# start of Supplied entries

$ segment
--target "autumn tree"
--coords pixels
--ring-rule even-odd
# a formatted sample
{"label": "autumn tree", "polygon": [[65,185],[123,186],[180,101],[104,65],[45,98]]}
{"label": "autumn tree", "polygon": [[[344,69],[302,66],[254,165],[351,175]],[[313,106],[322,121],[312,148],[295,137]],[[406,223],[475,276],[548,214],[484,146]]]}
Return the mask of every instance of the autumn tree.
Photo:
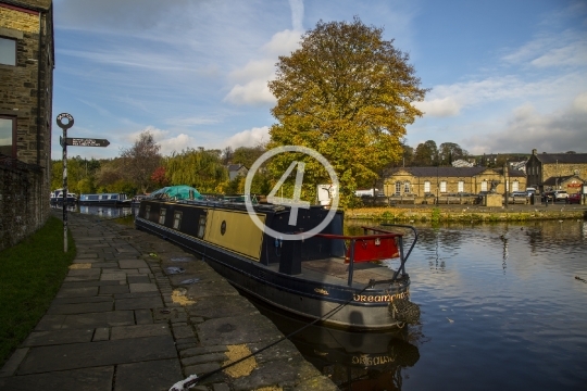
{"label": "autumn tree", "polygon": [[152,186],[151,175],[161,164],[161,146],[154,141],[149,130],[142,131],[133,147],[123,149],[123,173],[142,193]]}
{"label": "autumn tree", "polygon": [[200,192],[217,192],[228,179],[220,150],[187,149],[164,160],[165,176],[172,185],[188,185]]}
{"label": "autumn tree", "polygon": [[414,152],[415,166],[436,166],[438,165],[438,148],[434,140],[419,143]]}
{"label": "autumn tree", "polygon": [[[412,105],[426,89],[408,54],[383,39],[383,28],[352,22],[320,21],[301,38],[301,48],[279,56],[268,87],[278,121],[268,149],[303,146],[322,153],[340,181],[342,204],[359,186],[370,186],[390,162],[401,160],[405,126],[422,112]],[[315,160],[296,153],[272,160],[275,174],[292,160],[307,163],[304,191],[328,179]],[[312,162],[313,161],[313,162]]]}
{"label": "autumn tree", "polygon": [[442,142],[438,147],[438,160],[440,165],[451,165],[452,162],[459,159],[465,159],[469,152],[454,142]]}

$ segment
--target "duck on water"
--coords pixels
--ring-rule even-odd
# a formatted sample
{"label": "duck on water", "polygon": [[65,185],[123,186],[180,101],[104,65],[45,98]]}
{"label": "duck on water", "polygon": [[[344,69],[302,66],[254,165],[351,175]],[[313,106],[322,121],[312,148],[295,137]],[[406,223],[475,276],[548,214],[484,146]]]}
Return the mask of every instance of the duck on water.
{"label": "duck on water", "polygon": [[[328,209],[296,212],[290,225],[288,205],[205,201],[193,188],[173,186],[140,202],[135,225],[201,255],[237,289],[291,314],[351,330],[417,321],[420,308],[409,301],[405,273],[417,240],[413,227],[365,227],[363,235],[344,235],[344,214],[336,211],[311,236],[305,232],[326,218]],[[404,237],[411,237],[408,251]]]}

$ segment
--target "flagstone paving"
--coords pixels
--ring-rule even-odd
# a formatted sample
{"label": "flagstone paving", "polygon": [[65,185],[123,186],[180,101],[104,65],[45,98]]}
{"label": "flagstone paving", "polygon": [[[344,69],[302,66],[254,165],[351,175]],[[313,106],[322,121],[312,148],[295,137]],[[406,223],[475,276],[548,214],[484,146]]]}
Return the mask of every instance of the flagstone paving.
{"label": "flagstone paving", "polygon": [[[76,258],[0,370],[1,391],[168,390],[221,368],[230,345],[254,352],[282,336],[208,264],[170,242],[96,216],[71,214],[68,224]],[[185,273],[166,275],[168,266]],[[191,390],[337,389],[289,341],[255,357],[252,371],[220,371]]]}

# end of Supplied entries

▸ Required work:
Report each line in the rows above that contains the string "target", copying every such line in full.

▸ Complete output:
--target "autumn tree"
--target "duck on water"
--target "flagstone paving"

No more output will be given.